[START ITEMS]
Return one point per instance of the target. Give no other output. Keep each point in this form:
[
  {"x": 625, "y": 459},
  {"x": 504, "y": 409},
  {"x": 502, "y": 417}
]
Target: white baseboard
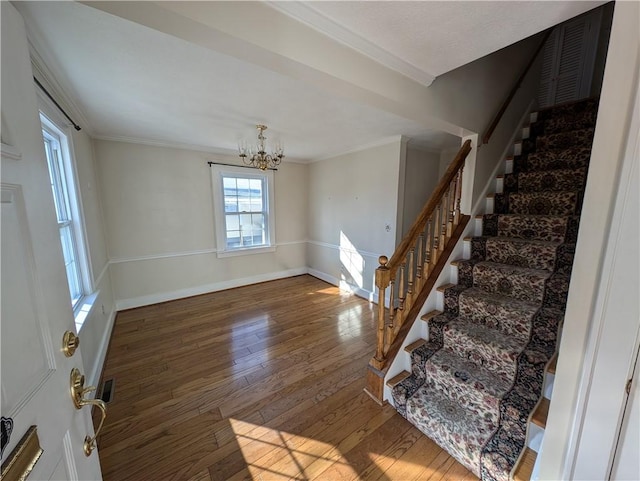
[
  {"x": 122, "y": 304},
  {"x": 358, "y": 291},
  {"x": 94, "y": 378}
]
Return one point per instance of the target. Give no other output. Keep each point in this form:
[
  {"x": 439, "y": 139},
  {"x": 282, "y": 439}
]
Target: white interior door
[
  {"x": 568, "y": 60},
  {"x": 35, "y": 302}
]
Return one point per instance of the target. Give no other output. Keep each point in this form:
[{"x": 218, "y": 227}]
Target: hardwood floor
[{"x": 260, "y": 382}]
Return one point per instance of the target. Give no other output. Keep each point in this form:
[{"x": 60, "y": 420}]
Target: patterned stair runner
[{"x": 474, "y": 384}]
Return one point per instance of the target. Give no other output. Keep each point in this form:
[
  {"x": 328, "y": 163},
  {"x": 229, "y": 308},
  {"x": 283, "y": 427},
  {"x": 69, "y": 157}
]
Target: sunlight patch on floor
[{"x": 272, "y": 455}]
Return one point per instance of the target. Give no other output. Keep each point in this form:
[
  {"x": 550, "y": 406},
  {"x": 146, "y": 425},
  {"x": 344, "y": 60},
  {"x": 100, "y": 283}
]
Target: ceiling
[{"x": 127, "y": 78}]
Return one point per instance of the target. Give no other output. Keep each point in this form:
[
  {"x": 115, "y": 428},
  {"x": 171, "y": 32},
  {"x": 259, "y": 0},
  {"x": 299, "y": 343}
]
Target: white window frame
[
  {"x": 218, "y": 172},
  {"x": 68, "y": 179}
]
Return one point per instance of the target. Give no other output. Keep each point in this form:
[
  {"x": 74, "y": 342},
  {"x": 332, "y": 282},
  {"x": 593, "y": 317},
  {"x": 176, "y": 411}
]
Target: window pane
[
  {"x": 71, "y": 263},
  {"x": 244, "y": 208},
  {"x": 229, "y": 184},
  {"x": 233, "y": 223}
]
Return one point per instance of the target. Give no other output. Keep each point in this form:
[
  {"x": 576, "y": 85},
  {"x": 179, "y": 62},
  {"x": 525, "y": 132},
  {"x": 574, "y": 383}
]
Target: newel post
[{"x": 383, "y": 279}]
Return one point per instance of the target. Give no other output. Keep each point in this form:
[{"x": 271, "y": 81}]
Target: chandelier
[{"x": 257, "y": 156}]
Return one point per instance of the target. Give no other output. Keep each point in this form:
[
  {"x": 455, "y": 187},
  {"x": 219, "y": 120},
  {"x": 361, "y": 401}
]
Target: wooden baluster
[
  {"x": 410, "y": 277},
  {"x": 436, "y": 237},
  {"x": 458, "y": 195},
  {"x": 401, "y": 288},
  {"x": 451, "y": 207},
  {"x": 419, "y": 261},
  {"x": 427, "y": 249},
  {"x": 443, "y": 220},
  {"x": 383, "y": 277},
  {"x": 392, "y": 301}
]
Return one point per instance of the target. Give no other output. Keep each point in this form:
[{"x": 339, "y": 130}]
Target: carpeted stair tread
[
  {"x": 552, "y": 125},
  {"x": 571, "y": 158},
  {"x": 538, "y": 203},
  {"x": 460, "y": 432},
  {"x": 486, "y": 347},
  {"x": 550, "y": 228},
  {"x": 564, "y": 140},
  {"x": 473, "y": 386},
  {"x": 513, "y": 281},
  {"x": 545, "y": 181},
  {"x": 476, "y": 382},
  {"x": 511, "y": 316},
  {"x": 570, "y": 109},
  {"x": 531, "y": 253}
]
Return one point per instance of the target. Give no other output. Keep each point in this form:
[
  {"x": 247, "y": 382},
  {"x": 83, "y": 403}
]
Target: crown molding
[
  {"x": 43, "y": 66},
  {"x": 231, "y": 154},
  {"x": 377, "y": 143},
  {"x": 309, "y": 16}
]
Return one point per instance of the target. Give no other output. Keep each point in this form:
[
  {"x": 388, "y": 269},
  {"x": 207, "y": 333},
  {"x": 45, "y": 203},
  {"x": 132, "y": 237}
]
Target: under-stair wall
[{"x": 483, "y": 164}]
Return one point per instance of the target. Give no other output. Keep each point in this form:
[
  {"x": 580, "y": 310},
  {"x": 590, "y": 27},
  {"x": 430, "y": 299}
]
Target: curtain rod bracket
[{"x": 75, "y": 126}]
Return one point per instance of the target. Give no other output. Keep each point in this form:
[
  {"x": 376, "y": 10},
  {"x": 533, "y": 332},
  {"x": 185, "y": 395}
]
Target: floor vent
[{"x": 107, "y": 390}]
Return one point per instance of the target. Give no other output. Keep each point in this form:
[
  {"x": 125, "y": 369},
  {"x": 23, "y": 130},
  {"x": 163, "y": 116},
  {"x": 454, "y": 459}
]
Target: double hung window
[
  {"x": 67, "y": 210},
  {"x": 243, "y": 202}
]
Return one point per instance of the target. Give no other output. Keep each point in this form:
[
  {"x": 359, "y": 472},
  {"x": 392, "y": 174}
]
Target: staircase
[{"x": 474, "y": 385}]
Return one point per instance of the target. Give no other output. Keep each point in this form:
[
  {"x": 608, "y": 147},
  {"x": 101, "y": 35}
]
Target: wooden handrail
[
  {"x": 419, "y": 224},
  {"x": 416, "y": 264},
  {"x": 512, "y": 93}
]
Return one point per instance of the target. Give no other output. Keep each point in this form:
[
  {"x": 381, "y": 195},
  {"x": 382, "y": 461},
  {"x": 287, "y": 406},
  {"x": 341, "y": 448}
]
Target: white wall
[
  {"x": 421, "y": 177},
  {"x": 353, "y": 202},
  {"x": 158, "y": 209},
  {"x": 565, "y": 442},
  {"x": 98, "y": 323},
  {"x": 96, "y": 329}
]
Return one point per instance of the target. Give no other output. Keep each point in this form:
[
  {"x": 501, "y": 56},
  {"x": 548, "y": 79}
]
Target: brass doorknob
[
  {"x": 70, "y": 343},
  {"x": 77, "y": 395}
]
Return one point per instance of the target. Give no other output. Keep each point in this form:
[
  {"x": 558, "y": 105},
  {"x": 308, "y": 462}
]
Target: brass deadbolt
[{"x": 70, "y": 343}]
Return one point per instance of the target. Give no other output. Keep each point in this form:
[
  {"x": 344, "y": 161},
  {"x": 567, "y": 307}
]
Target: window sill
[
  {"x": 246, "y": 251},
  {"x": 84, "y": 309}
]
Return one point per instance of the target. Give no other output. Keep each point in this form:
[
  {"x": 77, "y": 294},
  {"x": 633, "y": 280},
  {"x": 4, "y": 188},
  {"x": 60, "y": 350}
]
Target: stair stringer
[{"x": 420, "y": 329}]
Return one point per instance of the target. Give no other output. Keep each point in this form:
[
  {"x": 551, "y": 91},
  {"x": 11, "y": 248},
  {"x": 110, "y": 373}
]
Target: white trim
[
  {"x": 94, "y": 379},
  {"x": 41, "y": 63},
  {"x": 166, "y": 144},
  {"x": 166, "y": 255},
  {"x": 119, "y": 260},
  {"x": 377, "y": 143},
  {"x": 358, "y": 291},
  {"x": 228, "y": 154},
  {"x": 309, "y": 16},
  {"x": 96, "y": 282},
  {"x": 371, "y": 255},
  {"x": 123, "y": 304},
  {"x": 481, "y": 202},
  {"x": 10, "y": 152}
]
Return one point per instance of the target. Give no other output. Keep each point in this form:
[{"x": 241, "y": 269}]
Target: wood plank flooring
[END ITEMS]
[START ITEMS]
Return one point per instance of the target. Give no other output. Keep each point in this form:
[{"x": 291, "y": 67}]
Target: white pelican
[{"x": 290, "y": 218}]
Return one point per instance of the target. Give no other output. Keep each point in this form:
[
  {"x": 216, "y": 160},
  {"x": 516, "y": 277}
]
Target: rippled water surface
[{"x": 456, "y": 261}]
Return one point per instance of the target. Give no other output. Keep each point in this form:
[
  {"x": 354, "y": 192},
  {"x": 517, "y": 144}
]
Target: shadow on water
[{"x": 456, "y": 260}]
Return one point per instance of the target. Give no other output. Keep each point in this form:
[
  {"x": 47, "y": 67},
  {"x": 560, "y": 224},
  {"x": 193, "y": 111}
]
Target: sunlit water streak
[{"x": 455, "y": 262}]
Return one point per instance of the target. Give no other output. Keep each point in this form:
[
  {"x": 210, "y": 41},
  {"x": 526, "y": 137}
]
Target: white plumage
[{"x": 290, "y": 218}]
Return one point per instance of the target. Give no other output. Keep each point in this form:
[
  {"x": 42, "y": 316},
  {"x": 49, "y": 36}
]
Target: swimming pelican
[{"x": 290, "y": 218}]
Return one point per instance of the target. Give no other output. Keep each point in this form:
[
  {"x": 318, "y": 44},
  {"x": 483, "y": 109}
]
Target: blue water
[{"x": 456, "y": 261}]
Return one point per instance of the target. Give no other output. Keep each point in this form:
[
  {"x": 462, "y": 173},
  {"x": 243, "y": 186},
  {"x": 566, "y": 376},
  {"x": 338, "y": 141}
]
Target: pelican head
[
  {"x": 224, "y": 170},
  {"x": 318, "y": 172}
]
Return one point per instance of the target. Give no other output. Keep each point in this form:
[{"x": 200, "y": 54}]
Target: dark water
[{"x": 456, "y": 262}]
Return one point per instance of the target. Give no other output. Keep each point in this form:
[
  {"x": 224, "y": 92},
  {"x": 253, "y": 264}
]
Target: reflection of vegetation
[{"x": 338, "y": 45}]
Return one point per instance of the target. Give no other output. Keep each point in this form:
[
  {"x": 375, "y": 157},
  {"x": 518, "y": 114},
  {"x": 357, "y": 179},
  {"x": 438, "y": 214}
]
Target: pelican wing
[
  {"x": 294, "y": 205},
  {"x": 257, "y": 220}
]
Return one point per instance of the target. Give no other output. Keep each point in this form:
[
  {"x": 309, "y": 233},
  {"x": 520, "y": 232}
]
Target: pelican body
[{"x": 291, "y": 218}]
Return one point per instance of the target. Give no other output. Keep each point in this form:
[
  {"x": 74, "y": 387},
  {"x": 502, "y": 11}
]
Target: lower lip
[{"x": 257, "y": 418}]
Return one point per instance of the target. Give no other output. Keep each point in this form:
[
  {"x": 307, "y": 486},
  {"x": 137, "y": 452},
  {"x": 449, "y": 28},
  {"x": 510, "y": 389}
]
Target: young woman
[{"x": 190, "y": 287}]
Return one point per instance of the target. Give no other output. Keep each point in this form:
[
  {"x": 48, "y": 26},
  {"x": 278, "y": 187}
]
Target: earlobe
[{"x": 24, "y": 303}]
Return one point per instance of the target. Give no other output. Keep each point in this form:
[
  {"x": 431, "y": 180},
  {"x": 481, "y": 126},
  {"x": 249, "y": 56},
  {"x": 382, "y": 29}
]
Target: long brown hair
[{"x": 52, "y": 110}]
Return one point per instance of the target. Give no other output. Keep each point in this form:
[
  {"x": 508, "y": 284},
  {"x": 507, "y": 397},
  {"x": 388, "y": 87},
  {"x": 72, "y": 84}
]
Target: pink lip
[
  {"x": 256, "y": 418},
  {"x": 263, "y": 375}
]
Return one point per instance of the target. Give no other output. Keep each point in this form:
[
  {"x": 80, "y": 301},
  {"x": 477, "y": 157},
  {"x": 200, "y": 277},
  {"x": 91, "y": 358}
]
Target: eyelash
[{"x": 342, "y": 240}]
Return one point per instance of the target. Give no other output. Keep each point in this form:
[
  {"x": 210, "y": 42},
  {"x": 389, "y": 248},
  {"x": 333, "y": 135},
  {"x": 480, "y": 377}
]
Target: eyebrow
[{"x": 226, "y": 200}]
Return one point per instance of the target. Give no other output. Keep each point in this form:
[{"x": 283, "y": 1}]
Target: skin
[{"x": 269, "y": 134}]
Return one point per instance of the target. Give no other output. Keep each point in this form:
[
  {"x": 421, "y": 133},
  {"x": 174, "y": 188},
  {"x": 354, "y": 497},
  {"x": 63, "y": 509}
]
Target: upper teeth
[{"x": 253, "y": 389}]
[END ITEMS]
> **WHAT THE EXERCISE ASKS**
Collect every line in the listing that contains the string "window", and copy each one out.

> **RESPONSE**
Target: white window frame
Target: window pane
Target: double hung window
Target: window sill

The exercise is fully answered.